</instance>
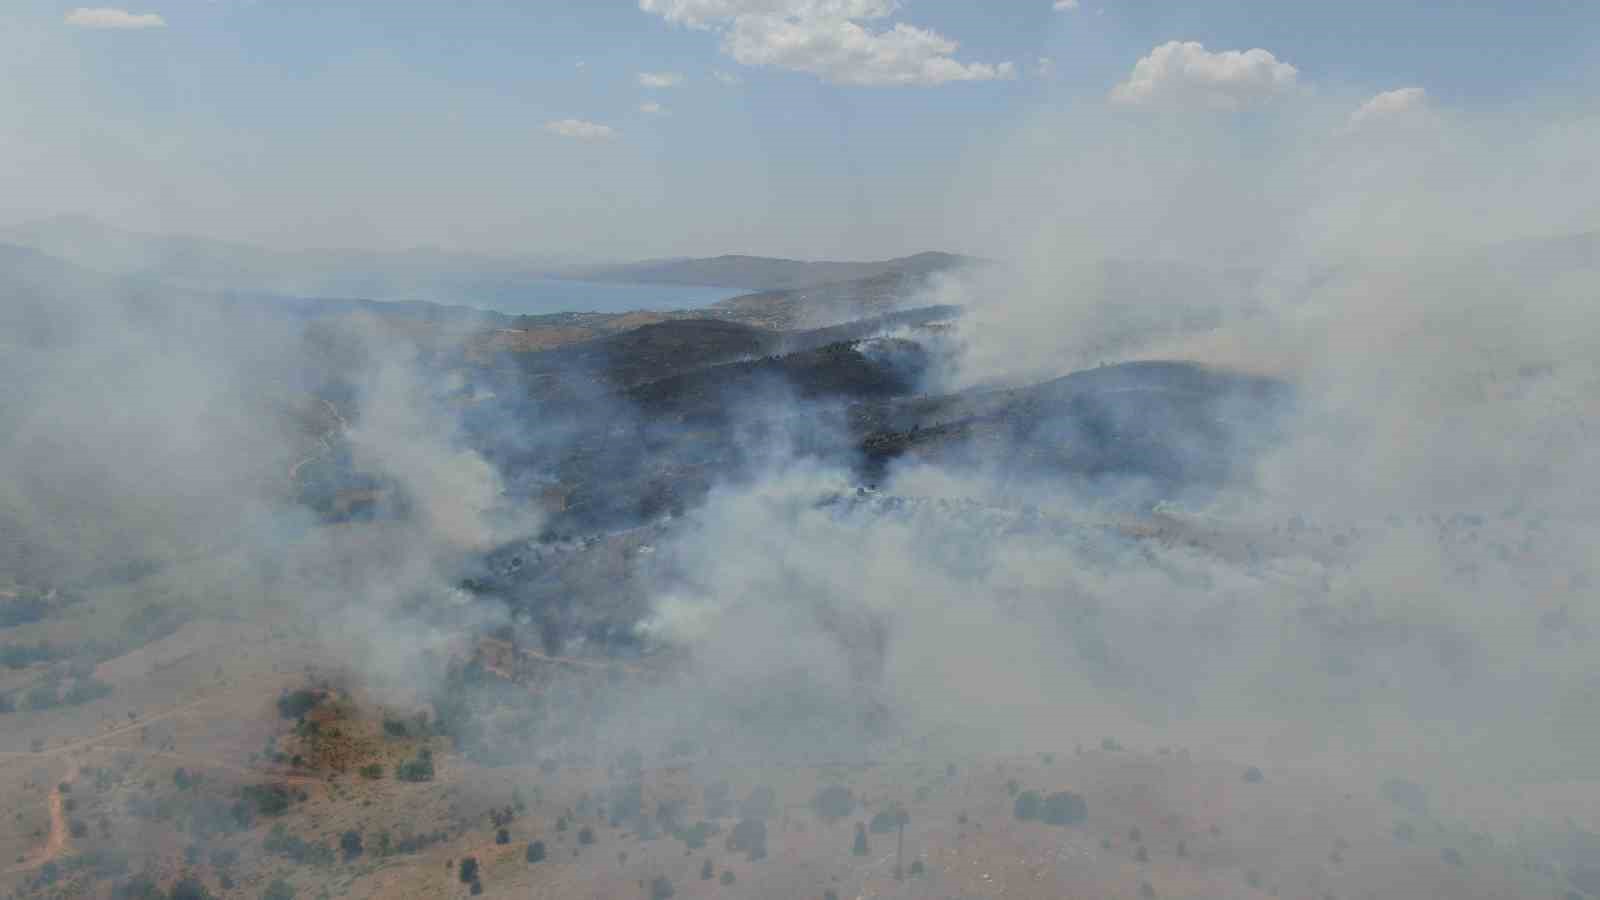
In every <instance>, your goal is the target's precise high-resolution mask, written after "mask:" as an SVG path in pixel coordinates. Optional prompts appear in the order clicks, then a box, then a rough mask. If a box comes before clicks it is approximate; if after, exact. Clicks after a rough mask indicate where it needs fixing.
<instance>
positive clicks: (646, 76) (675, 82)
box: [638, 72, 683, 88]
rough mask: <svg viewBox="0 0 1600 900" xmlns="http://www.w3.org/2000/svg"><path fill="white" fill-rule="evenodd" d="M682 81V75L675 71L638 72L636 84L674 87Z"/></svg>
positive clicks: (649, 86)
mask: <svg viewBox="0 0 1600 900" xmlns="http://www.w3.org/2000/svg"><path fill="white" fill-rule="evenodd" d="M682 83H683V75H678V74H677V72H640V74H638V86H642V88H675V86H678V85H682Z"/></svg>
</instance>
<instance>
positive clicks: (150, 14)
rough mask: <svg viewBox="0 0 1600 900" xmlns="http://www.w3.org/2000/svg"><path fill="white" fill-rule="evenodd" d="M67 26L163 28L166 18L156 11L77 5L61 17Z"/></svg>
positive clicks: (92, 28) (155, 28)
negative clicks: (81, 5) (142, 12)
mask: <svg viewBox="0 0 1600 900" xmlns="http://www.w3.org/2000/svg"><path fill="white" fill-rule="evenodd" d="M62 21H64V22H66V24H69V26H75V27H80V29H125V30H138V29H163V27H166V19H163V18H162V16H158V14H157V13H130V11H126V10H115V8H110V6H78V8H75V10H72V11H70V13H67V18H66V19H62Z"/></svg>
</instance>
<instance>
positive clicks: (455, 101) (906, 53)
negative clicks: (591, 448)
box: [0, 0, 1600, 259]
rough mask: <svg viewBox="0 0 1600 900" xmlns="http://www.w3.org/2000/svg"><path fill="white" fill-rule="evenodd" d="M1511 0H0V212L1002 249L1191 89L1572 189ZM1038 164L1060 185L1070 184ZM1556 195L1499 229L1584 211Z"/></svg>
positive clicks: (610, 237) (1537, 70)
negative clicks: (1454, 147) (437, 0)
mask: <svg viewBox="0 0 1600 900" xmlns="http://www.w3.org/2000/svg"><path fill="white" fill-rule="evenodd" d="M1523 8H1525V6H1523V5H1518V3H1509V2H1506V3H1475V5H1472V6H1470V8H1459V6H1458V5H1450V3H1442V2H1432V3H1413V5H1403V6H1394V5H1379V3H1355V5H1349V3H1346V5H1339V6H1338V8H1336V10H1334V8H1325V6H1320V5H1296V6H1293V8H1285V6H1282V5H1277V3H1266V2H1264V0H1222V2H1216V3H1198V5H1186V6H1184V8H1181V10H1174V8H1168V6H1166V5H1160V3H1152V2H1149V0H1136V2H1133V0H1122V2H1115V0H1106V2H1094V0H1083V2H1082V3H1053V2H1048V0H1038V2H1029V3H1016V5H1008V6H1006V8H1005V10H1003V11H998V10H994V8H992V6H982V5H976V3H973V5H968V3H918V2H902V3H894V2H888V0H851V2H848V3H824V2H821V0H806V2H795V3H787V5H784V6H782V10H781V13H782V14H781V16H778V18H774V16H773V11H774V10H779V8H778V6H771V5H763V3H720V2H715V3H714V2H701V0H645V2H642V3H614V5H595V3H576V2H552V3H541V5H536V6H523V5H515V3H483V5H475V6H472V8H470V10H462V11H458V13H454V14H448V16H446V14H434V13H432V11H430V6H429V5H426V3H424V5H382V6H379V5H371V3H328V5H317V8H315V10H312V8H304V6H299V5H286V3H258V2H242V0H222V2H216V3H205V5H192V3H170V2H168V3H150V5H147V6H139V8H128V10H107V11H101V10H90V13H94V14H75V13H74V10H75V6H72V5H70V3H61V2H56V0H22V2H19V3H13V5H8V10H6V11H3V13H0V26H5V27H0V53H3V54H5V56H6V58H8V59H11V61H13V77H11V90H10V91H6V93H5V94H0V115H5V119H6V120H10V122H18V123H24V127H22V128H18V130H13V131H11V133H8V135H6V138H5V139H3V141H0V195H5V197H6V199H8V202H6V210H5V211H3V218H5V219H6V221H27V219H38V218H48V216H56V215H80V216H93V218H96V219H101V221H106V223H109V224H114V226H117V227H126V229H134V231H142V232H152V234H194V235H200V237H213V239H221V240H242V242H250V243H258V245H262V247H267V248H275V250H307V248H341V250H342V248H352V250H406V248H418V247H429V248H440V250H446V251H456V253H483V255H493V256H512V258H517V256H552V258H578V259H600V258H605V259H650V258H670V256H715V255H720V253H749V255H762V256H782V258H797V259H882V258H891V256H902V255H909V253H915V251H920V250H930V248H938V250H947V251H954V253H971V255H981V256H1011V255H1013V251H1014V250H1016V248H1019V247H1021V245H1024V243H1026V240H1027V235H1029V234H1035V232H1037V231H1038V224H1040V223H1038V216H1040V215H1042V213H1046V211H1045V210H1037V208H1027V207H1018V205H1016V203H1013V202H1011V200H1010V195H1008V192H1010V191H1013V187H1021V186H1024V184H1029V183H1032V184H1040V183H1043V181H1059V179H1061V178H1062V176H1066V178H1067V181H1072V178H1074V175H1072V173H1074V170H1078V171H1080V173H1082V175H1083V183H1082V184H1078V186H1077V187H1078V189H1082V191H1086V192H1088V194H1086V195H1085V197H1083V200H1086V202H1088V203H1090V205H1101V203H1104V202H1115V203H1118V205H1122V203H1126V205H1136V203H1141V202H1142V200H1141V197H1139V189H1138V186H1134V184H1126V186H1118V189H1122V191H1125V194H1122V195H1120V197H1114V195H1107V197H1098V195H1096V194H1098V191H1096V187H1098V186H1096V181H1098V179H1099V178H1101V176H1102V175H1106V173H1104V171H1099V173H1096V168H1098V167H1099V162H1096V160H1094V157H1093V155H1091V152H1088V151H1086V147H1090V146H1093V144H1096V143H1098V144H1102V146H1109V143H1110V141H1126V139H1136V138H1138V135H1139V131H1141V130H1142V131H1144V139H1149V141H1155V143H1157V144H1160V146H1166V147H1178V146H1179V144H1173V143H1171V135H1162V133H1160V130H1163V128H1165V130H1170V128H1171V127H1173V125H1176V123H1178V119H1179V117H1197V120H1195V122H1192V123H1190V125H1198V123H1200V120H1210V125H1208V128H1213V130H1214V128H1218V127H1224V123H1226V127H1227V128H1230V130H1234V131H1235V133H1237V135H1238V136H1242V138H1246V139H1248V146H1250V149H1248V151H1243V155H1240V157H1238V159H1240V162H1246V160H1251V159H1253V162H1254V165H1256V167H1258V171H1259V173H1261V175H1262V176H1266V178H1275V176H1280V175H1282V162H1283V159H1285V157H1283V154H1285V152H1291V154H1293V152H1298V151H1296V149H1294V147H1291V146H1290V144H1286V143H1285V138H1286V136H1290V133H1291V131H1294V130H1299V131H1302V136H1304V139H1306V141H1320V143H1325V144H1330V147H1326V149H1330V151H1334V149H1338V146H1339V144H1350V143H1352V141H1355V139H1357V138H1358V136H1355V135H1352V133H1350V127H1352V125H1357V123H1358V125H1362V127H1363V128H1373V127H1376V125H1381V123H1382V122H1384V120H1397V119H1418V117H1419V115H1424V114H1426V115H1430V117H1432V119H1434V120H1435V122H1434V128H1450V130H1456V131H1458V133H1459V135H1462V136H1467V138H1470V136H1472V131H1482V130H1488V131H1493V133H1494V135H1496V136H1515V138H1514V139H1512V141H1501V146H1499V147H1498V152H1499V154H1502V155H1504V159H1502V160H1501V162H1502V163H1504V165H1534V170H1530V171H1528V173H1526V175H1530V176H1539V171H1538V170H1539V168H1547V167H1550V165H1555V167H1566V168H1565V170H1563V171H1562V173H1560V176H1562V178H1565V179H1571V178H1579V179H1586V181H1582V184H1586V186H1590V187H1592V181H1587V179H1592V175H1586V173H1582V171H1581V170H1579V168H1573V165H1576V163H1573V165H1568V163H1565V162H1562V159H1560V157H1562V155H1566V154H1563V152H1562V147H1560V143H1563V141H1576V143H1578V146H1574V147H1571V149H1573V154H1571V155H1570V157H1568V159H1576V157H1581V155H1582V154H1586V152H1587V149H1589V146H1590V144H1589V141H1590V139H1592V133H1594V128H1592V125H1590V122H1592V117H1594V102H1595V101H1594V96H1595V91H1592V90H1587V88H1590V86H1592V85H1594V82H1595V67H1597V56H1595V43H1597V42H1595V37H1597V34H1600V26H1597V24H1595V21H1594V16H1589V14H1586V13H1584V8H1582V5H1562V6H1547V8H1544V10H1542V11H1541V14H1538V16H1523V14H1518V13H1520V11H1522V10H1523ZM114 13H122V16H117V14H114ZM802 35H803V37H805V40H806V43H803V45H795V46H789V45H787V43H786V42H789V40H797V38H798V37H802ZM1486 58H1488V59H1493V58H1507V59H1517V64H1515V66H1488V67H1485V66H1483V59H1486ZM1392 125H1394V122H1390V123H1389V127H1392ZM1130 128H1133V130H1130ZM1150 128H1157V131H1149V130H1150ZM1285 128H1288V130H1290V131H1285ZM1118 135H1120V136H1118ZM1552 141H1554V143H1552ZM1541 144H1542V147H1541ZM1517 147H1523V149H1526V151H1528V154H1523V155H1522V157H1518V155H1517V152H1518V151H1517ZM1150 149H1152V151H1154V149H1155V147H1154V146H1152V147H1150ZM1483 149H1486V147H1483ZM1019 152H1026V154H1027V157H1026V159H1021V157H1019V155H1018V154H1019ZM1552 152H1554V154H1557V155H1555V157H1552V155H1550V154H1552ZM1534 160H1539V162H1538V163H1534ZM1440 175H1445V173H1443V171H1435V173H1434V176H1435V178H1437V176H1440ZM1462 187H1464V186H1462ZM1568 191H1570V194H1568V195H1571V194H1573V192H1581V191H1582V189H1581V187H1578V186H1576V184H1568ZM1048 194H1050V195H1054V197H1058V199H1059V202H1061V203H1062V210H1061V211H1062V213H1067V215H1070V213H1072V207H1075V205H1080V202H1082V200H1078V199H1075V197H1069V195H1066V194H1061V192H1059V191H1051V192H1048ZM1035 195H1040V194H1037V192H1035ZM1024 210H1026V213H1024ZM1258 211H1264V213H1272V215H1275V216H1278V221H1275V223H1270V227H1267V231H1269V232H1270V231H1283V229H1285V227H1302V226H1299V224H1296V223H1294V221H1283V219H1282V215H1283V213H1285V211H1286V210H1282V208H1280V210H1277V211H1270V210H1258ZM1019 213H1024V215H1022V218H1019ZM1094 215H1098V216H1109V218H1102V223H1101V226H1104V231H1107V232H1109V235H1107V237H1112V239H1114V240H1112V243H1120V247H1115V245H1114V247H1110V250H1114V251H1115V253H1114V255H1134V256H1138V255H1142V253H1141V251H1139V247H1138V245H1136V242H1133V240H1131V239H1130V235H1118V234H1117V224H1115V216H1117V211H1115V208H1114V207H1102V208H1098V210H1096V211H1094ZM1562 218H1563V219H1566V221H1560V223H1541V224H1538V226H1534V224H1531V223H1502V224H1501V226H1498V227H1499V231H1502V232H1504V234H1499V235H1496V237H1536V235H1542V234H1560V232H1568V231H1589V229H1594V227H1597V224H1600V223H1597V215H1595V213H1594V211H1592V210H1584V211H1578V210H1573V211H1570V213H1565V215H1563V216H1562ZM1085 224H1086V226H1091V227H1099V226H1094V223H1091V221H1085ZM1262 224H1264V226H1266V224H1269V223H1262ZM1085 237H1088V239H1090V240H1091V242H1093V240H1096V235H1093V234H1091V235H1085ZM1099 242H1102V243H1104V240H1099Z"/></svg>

....

## TASK TO COMPLETE:
Since only part of the listing is wanted, copy exactly the lines from the one holding "negative clicks: (591, 448)" to the one holding "positive clicks: (610, 237) (1537, 70)", both included.

## THE ANSWER:
negative clicks: (591, 448)
box: [0, 0, 1600, 259]
rough mask: <svg viewBox="0 0 1600 900" xmlns="http://www.w3.org/2000/svg"><path fill="white" fill-rule="evenodd" d="M1511 0H0V212L1002 249L1191 89L1572 189ZM1038 164L1060 185L1070 184ZM1556 195L1499 229L1584 211Z"/></svg>
positive clicks: (610, 237) (1537, 70)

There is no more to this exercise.